▸ Entries shown:
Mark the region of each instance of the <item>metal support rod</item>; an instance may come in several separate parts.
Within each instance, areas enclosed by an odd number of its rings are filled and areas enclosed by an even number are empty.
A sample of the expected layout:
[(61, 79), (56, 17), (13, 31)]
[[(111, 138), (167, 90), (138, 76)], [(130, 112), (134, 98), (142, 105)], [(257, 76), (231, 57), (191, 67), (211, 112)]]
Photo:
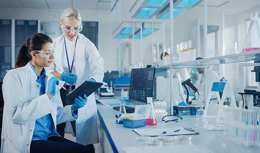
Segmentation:
[[(172, 19), (171, 19), (172, 20)], [(164, 53), (164, 49), (166, 48), (165, 46), (165, 21), (164, 20), (164, 22), (162, 22), (162, 47), (164, 48), (162, 49), (162, 55), (164, 56), (165, 55)]]
[[(207, 49), (207, 36), (208, 36), (208, 0), (204, 0), (204, 57), (206, 58), (206, 49)], [(207, 99), (207, 92), (208, 92), (208, 83), (207, 79), (208, 76), (206, 75), (207, 72), (207, 66), (204, 69), (204, 103), (206, 103)]]
[(16, 21), (14, 20), (12, 20), (12, 32), (11, 32), (11, 68), (16, 68)]
[(142, 63), (142, 21), (141, 20), (141, 22), (140, 22), (140, 34), (141, 35), (141, 51), (140, 51), (140, 58), (141, 58), (140, 62), (141, 62), (141, 67), (142, 68), (143, 63)]
[(118, 43), (119, 43), (119, 53), (118, 53), (118, 65), (119, 65), (119, 71), (118, 71), (118, 77), (121, 77), (121, 43), (120, 41), (120, 39), (118, 39)]
[[(174, 63), (174, 2), (173, 1), (170, 1), (170, 64), (172, 65)], [(163, 52), (164, 53), (164, 51)], [(173, 91), (172, 90), (172, 82), (174, 81), (173, 76), (174, 76), (174, 70), (172, 68), (170, 69), (170, 114), (174, 114), (174, 105), (173, 105), (173, 100), (174, 98), (174, 94), (172, 94)]]

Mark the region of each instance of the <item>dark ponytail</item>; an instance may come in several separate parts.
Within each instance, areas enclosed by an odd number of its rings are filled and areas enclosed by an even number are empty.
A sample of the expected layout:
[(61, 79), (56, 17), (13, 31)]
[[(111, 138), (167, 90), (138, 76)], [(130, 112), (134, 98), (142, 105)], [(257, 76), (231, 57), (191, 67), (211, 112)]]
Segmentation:
[(43, 45), (48, 43), (53, 43), (50, 37), (41, 33), (35, 33), (30, 35), (20, 49), (16, 58), (17, 68), (26, 66), (32, 59), (30, 52), (34, 50), (40, 51)]

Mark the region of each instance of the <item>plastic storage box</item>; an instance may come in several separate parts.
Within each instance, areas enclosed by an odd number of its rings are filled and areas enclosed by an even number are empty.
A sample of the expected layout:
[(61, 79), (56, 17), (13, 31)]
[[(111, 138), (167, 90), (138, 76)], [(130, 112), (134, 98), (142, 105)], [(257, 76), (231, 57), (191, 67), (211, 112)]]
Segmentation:
[(129, 128), (136, 128), (145, 126), (146, 125), (146, 119), (133, 120), (124, 118), (123, 119), (123, 126)]

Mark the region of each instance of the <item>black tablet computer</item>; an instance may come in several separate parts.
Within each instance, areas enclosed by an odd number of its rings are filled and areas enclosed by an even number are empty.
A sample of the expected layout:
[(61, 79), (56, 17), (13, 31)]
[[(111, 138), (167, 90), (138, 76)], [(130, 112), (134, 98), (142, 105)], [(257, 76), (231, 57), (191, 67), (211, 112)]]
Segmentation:
[(100, 88), (102, 84), (103, 83), (101, 82), (84, 81), (78, 87), (73, 90), (72, 92), (66, 95), (64, 98), (64, 100), (73, 101), (75, 97), (83, 96), (84, 94), (86, 94), (87, 97), (88, 97), (88, 96)]

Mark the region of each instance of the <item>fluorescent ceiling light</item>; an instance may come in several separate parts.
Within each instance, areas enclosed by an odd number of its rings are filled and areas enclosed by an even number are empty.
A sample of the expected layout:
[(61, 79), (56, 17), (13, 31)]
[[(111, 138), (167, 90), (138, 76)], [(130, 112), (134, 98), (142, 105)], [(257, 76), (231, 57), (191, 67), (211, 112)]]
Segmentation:
[(150, 0), (148, 2), (146, 6), (147, 7), (158, 7), (162, 6), (166, 0)]
[[(158, 31), (158, 29), (154, 29), (154, 32)], [(142, 31), (142, 35), (150, 35), (152, 33), (152, 28), (144, 28)]]
[[(134, 31), (135, 33), (138, 30), (139, 30), (138, 28), (134, 28)], [(124, 28), (124, 29), (123, 29), (123, 30), (122, 30), (122, 31), (121, 32), (121, 33), (120, 34), (123, 34), (123, 35), (132, 34), (132, 28)]]
[(200, 0), (183, 0), (177, 5), (178, 8), (190, 8), (197, 3)]
[(158, 9), (144, 8), (136, 16), (136, 18), (149, 18)]
[[(146, 37), (147, 35), (142, 35), (142, 38)], [(136, 34), (134, 35), (134, 39), (141, 39), (141, 35)]]
[[(184, 12), (183, 9), (174, 9), (174, 18), (176, 18), (180, 14)], [(170, 11), (166, 13), (164, 15), (160, 17), (162, 19), (170, 19)]]
[(122, 39), (127, 38), (128, 37), (129, 37), (129, 35), (122, 35), (122, 34), (120, 34), (120, 35), (118, 35), (116, 36), (116, 39)]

▸ Aim of the task:
Rewrite everything from the first line above down to the line containing "56), (165, 55)]]", requests included, decreasing each coordinate in the answer outlines by 46. Omit the picture from your copy.

▸ Complete answer:
Mark the region of each instance of the <item>metal support rod</item>; an instance may come in several separate parts.
Within each instance, areas enclosed by an odd number of its rings are filled and areas enclosed by an even number are empty.
A sample of the expected layout:
[(61, 79), (56, 17), (13, 31)]
[[(111, 138), (167, 90), (138, 76)], [(130, 112), (134, 98), (142, 105)], [(257, 76), (231, 57), (191, 67), (211, 112)]]
Photo:
Segmentation:
[[(126, -27), (125, -27), (126, -26)], [(118, 7), (118, 3), (120, 2), (119, 0), (119, -25), (118, -26), (118, -24), (116, -24), (116, 1), (118, 2), (116, 3), (116, 9), (118, 10), (119, 9)]]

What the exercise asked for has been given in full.